Selected text:
/NLG-RL

Accelerated Reinforcement Learning for Sentence Generation by Vocabulary Prediction

Primary LanguagePython

NLG-RL

This repository provides PyTorch implementations of our method [1] for reinforcement learning for sentence generation with action-space reduction.

Requirements

  • Python 3.X
  • PyTorch 0.2X or 0.4X
  • Numba

Training NMT models

Please cd to ./code_0.2 or ./code_0.4 to run experiments. The input data format is one sentence per line for each language.

Small softmax

  • Vocabulary predictor (minimal usage with the default settings used in our paper)
    python train_vocgen.py --train_source XX --train_target YY --dev_source ZZ --dev_target WW

  • NMT with cross-entropy (minimal usage after training the vocabulary predictor)
    python train_nmt.py --train_source XX --train_target YY --dev_source ZZ --dev_target WW

  • NMT with REINFORCE and cross-entropy
    python train_nmt_rl.py --train_source XX --train_target YY --dev_source ZZ --dev_target WW

Full softmax (standard baseline)

  • NMT with cross-entropy (minimal usage without using the vocabulary predictor)

Objectives:
1/ From "This repository provides" to "for each language." in the NLG-RL page, rewrite the passage with "Chainer" in place of every "PyTorch".
2/ According to the NLG-RL page, what input data format is expected?
The records that come next have no connection to the NLG-RL page.

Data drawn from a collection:

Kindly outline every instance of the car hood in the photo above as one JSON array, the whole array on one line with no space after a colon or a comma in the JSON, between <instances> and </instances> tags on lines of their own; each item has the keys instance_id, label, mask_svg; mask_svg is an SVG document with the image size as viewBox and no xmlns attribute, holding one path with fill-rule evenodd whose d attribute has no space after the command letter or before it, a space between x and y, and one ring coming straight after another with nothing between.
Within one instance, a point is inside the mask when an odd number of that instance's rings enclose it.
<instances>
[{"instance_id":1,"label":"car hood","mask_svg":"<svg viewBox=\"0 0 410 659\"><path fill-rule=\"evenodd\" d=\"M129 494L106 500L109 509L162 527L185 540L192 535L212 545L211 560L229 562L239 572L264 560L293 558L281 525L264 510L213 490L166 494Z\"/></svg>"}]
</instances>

Full solutions:
1/
This repository provides Chainer implementations of our method [1] for reinforcement learning for sentence generation with action-space reduction.

Requirements

  • Python 3.X
  • Chainer 0.2X or 0.4X
  • Numba

Training NMT models

Please cd to ./code_0.2 or ./code_0.4 to run experiments. The input data format is one sentence per line for each language.

2/ One sentence per line for each language.